Point labeling dataset excerpts:
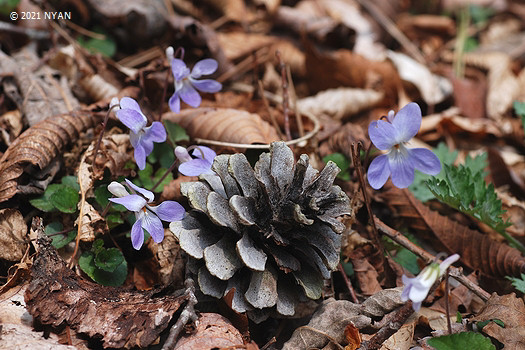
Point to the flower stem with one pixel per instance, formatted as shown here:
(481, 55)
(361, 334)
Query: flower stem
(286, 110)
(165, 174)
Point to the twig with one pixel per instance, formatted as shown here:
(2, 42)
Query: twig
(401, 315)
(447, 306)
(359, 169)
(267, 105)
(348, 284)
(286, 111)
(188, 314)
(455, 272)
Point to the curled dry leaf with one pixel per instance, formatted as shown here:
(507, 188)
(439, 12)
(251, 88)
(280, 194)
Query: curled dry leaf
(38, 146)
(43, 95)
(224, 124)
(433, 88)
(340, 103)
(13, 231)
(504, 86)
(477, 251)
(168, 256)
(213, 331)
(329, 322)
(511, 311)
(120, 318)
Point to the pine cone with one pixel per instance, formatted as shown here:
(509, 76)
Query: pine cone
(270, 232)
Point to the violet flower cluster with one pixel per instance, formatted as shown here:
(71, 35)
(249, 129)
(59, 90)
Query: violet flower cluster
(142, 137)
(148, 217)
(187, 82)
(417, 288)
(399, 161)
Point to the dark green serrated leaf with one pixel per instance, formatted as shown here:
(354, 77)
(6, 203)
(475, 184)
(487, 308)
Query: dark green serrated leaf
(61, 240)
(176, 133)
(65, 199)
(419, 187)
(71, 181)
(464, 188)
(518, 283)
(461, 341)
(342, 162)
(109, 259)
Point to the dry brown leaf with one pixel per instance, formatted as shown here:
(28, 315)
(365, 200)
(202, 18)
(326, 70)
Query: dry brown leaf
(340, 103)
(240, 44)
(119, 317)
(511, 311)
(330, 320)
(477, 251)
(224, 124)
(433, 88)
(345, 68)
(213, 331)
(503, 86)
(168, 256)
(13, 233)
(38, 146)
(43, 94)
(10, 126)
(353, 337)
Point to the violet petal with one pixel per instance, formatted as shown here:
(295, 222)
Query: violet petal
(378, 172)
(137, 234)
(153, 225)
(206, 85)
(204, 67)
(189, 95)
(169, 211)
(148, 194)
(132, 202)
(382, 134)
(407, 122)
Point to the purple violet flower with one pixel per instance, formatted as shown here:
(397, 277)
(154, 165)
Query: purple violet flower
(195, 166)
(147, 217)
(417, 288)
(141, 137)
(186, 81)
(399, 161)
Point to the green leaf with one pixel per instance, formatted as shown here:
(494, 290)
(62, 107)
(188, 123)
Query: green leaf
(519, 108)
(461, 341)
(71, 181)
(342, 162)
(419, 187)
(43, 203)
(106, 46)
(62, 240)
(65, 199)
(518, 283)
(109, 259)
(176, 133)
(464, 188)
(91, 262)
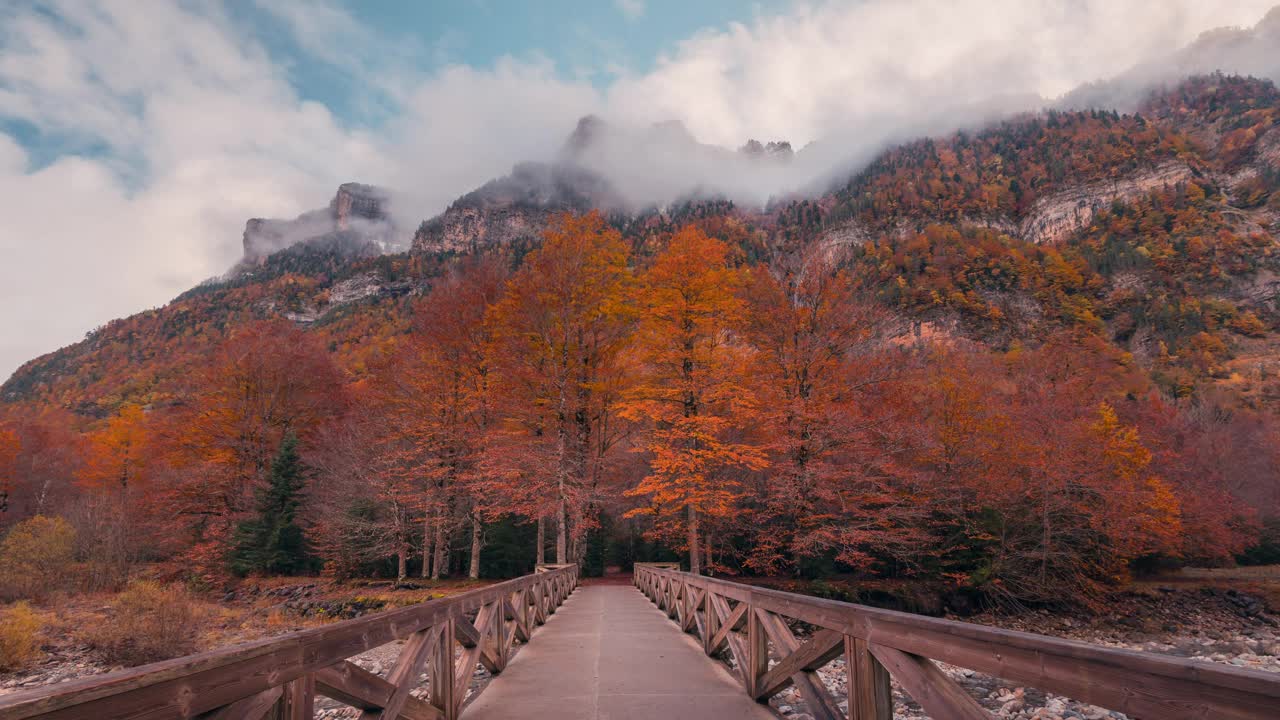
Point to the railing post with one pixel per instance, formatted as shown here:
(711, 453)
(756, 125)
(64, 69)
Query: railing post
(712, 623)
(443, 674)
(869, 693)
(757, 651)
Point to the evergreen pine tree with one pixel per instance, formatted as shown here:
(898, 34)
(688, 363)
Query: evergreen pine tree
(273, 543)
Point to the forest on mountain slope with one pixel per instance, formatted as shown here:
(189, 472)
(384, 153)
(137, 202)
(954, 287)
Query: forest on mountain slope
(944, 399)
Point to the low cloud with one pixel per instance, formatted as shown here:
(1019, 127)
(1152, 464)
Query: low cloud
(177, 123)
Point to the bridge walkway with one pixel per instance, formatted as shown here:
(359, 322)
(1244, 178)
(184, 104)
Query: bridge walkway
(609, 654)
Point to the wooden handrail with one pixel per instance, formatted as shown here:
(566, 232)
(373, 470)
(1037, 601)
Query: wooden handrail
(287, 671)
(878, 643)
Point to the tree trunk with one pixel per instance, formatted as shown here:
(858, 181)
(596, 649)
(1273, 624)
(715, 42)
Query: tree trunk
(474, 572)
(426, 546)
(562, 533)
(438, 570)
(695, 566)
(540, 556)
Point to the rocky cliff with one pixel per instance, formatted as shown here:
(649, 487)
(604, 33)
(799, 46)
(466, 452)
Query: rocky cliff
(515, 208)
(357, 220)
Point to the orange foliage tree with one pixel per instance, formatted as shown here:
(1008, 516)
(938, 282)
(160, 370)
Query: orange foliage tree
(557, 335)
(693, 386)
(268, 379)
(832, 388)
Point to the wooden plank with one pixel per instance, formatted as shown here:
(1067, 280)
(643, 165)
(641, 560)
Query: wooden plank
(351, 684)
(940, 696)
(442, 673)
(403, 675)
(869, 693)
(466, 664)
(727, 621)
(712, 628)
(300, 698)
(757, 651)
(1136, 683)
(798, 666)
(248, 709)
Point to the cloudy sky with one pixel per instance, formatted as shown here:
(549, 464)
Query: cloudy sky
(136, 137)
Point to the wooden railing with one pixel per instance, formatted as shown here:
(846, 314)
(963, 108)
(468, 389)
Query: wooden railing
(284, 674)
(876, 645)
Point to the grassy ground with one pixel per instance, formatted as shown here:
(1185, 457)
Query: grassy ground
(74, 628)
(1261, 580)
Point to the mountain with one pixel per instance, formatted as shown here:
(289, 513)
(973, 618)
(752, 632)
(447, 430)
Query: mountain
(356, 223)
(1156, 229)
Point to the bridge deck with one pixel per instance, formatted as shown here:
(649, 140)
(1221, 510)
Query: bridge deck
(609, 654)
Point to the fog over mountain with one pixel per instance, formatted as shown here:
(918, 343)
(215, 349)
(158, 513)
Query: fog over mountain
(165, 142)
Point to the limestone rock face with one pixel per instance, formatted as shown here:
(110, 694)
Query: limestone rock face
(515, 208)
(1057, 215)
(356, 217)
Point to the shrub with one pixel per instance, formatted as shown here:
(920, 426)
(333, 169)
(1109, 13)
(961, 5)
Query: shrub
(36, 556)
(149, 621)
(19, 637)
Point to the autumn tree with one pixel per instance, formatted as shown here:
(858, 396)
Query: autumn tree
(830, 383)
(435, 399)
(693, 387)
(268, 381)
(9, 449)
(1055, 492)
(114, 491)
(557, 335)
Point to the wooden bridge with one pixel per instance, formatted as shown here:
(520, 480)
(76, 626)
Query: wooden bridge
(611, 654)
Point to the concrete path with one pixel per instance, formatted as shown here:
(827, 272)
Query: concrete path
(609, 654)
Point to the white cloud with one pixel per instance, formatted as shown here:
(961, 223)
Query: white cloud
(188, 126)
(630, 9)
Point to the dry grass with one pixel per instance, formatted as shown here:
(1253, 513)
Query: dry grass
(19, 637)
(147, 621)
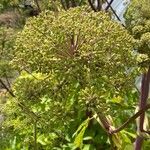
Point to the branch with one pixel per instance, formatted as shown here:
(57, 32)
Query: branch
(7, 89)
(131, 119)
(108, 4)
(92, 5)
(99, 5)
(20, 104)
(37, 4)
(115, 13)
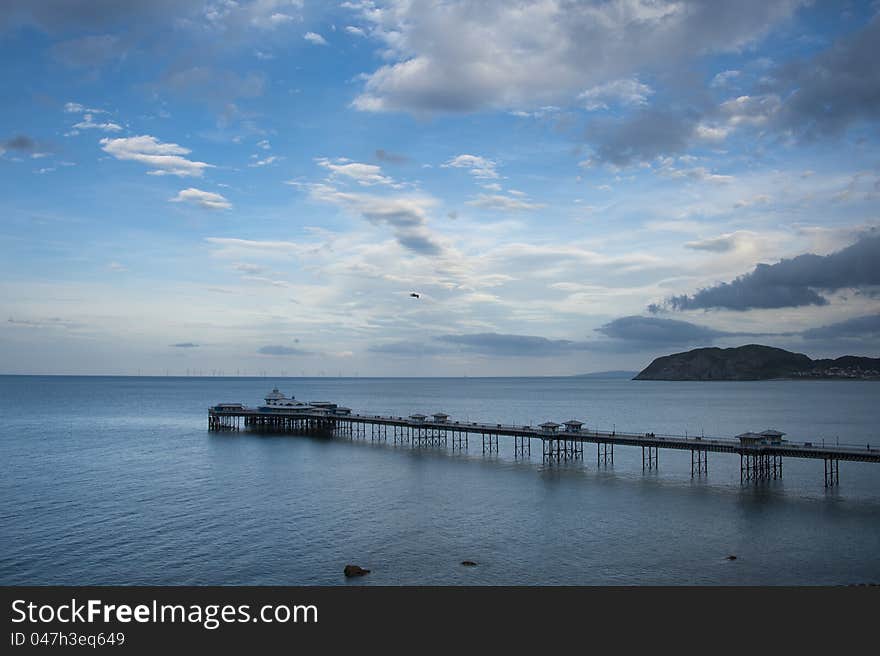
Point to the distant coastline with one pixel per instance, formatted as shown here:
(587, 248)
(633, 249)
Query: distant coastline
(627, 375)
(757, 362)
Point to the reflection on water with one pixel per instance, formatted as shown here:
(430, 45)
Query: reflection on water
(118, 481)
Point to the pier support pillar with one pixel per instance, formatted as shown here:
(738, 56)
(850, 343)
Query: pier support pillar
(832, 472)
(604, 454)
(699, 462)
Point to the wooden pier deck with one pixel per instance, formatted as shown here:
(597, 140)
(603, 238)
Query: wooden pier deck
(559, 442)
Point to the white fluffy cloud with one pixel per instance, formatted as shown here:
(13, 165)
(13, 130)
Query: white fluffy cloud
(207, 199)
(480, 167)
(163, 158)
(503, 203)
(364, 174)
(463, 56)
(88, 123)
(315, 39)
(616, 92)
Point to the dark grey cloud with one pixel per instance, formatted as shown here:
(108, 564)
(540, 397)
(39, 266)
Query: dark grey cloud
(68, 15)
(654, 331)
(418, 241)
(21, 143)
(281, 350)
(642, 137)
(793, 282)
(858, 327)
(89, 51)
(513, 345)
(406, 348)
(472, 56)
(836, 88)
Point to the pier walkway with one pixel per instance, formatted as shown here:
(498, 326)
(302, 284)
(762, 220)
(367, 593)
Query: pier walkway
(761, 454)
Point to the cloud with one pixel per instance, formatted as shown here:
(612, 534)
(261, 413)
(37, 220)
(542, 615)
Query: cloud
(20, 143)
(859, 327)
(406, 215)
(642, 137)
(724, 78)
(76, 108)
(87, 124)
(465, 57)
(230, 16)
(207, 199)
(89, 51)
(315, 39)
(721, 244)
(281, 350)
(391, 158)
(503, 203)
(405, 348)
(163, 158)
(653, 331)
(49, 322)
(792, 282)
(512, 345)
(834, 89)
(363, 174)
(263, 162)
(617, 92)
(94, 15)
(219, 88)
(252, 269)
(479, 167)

▸ Instructions to follow
Every line from the one containing "Point to the concrete" through the end of the entries above, both included, should be extracted exactly, with pictures left out.

▸ Response
Point to the concrete path with one pixel per instance, formatted as shown here:
(827, 272)
Query: concrete path
(609, 654)
Point to the white cloud with one pixel per instance, formatted as shown here:
(961, 223)
Query: white cloud
(188, 126)
(630, 9)
Point to the dry grass with one pixel per instance, formatted as shown here:
(1253, 513)
Query: dry grass
(19, 637)
(147, 621)
Point to the branch with one pixel per instance, formatted as shown here:
(57, 32)
Query: branch
(7, 89)
(131, 119)
(108, 4)
(92, 5)
(99, 5)
(20, 104)
(37, 4)
(115, 13)
Point to the distant coastline with one pixel per instance, formatted as shown here:
(587, 248)
(633, 249)
Query: distant coastline
(627, 375)
(757, 362)
Point to the reflection on water with one pixel per instance, formatted as shown here:
(430, 45)
Query: reflection on water
(118, 481)
Point to the pier support pillar with one pixel per instance, formatted as shown here:
(738, 56)
(850, 343)
Query: pier support pillar
(832, 472)
(604, 454)
(699, 462)
Point to the wooden pier deck with one pixel per instance, formatted as shown here:
(597, 140)
(603, 238)
Query: wooden pier deck
(559, 442)
Point to the white fluffy cloud with one pixel per instance, formatted as shown here:
(13, 165)
(13, 130)
Query: white fluffy cloud
(207, 199)
(480, 167)
(163, 158)
(503, 203)
(364, 174)
(463, 56)
(88, 123)
(315, 39)
(616, 92)
Point to the dark grey cloud with one pixel per instance, formatted as shown here:
(108, 564)
(540, 397)
(39, 266)
Query: dark grey cloud
(68, 15)
(654, 331)
(418, 241)
(21, 143)
(281, 350)
(642, 137)
(793, 282)
(858, 327)
(89, 51)
(513, 345)
(406, 348)
(472, 56)
(836, 88)
Point to the pier walkway with one pixel per instance, formatted as shown here:
(498, 326)
(302, 284)
(762, 220)
(367, 593)
Query: pier walkway
(761, 454)
Point to the cloud with one pixel per instance, formatted as shown here:
(612, 534)
(261, 413)
(37, 220)
(542, 615)
Query: cloud
(20, 143)
(859, 327)
(406, 215)
(642, 137)
(724, 78)
(76, 108)
(87, 124)
(465, 57)
(230, 16)
(207, 199)
(89, 51)
(315, 39)
(721, 244)
(281, 350)
(391, 158)
(503, 203)
(405, 348)
(163, 158)
(653, 331)
(49, 322)
(792, 282)
(512, 345)
(834, 89)
(363, 174)
(263, 162)
(617, 92)
(94, 15)
(219, 88)
(252, 269)
(479, 167)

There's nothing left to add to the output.